++++ Data ++++

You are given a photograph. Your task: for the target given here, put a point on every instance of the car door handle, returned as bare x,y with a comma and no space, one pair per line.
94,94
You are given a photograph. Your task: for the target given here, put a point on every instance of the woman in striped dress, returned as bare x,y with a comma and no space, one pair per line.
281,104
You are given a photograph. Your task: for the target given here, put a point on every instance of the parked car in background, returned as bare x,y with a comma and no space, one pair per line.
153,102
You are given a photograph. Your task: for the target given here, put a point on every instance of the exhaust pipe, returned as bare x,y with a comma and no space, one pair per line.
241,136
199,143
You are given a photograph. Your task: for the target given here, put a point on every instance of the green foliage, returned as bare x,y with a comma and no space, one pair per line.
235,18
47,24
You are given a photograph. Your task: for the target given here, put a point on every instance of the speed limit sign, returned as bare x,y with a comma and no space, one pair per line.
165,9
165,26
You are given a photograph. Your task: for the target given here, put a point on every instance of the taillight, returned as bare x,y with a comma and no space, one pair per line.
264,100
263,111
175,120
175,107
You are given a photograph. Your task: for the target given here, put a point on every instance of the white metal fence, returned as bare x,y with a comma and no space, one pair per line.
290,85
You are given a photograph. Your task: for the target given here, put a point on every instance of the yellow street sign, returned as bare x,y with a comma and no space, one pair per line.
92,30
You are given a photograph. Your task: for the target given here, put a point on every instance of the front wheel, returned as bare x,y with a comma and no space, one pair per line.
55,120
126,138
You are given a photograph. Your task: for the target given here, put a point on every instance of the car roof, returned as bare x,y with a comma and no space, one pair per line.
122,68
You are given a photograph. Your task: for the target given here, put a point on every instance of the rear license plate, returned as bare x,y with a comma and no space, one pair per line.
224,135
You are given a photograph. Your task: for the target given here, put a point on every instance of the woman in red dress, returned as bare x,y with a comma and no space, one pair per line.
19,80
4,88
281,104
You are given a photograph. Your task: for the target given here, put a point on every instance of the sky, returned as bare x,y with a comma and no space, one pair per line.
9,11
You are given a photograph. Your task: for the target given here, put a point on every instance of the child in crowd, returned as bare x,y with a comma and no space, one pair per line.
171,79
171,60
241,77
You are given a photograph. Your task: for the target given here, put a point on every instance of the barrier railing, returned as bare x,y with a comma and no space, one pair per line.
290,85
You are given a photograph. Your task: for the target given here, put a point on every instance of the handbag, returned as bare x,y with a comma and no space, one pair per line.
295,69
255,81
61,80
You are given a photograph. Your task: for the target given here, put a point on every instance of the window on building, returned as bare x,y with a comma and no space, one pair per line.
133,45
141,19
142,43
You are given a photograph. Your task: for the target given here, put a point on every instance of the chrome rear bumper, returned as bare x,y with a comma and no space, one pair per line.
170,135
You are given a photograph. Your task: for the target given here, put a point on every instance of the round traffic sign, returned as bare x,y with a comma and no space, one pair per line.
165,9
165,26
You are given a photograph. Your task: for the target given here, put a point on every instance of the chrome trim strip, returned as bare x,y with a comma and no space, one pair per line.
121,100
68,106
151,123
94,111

++++

• **Exercise details**: Return all of the entries word for word.

• **Reply to the exercise**:
You are given a photograph. Your task: for the target given here, put a point on every instance of the car door handle, returned as bare x,y with a comma and no space, one pair per line.
94,94
You are given a photograph. Your task: for the target given here, put a point on every instance of the woman in striped dress, returned as bare x,y with a comma and no space, one pair per line.
281,104
You are given a photograph. Your task: for the target given here, put a point on every instance of the parked car in background, returned as bare x,y with a comma and no space, one pair per line.
153,102
You are given a photograph. Your task: for the target given here, put a point on every instance of the exhaust pipe, returned as bare x,y with a comma and no space, one pair per line.
241,136
199,143
You are given a photograph. Your task: for the target given here, put a point on every instance of the green foliage, returned as bare x,y with a comma and no space, one pair per line.
235,18
47,24
You are given a photograph. Your task: for the target given here, put a point on every instance of the speed limit sign, returned as bare x,y with a comma and no space, one pair per line.
165,9
165,26
You are given a photograph. Your task: for the target given here, put a point on every instance of the taillight, returned as bare x,y with a comma and no space, one pair per line.
264,100
263,111
175,120
175,107
You are given a photograph. Your task: for the target given here, put a point on every instance of the white metal fence, returned as bare x,y with a comma and no space, one pair per line.
290,85
You are given a photograph. Your task: for the target given here, put a point on every instance of the yellow street sign, returned as bare x,y with a comma and no space, one pair per line.
92,30
You are given a photograph. Your task: for the target given here, put a point on every instance of the front wheel, returned as bare x,y with a comma and no space, one pair per line.
55,120
126,138
You are given a photograph. Your task: for the target given here, put a point on every instance of the car roof, returned as bare x,y with a comma and no space, one pair per line.
122,68
You are given a photograph. Your task: for the target given here, put a point on every instance of the rear license plate, returned as bare x,y with a comma and no space, one pair per line.
224,135
You are given a photograph. Your task: for the target given here, put a point on every instance of the woman in red dress, returned as bare x,y with a comma and no space, one pair per line.
19,80
4,88
281,104
You are given a photograph. Your task: for the target given here, put a point on every instance of the sky, returned as bare x,y with a comma and no space, one pair per line.
9,11
You are given a photograph. Your task: for the target given here, put a point on every instance of the child in crowd, returned as bare x,y with a comma and no space, one pair per line.
171,79
171,60
241,77
You are given a photograph. Your task: for the target given here, put a point on every instance of the barrier railing, returned as bare x,y with a comma and no space, one pair per line.
290,85
You are given a photograph. Your task: for the target given here, put a point on every instance of the handbag, returned as bare x,y with a comma and no space, one pair per line.
295,69
255,81
61,80
You are given a photograph. Your task: for the target given here, put a point on every instance of the window on building, returned as bare x,y with a comma and no space, one pair per line.
133,45
141,19
142,43
You are given a photograph. Your task: for the target given here, put a point on every instance of the chrome rear bumper, returned as bare x,y with a comma and no space, one pair per line.
170,135
You are given a photograph. Your task: for the target given here, put a point on every instance of the round traffic sign, returned as bare x,y with a comma and no space, one pair per line.
165,9
165,26
You are given a photograph. Your task: for the target given here, put a point on every instance of the chrome trim strip, returned as bare x,y with a comma and no space, one pair per line.
121,100
68,106
151,123
94,111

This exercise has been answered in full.